_Exercise_. Rewrite the items below as a numbered list with no blank lines, covering only the part from the line containing "Where can you see the tricolor" through the last line of the items, both ends included.
----
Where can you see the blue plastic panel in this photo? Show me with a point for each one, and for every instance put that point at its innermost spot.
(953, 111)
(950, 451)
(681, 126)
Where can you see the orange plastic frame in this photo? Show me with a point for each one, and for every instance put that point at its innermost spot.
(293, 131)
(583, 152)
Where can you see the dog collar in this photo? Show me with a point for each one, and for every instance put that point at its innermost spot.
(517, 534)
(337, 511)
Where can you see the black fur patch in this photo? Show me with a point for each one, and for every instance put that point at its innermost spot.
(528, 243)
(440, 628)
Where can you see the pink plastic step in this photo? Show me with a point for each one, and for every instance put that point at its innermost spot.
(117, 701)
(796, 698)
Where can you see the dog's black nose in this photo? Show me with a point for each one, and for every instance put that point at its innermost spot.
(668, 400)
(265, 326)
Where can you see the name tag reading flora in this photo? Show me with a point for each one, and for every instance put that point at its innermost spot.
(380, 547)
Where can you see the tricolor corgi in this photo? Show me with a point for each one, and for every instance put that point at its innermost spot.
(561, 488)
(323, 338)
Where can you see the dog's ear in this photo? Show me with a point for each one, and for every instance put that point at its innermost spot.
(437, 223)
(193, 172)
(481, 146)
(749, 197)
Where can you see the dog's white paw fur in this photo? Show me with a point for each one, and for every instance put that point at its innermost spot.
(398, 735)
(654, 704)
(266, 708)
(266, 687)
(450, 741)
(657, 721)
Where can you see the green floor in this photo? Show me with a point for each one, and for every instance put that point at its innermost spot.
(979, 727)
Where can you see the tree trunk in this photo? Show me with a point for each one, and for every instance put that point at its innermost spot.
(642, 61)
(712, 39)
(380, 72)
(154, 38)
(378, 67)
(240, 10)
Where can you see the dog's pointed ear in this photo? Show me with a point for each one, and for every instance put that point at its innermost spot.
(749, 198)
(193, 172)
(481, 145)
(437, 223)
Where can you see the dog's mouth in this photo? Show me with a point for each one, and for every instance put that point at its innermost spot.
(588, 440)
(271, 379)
----
_Finished answer_.
1. Where can you see the tricolor corgi in this photo? Show me with a point for each one, and for every instance put that point at its innermost spot.
2. (561, 488)
3. (323, 338)
4. Where can you see the dog's ear in this photo? Show me with a point for each one, and for every instance put that point at its innermost spot.
5. (437, 223)
6. (193, 172)
7. (481, 146)
8. (749, 197)
9. Where can you see the dog's white paw fur in this photo? Show me with a point for each one, and for every instance put that point at its innermost spot.
10. (398, 735)
11. (654, 704)
12. (266, 708)
13. (266, 687)
14. (450, 741)
15. (657, 721)
16. Where can you see the green floor in this photo? Show me with a point for each one, and for every instance put that point at its innermost spot.
17. (979, 727)
18. Where can you see the tree trunk in this photo? Show me with a point for each one, and for every instance put that point at its innermost spot.
19. (642, 61)
20. (712, 39)
21. (380, 72)
22. (154, 38)
23. (378, 67)
24. (240, 10)
25. Where can you see the dog's pointed ear in this photo? Show me with a point for each one, and for every instance put that point at its innermost spot.
26. (749, 198)
27. (193, 172)
28. (481, 145)
29. (437, 223)
30. Where can you see the dog's mouth in this photo? Show me with a point for each one, and for every instance put that point at its innermost spot.
31. (588, 440)
32. (271, 379)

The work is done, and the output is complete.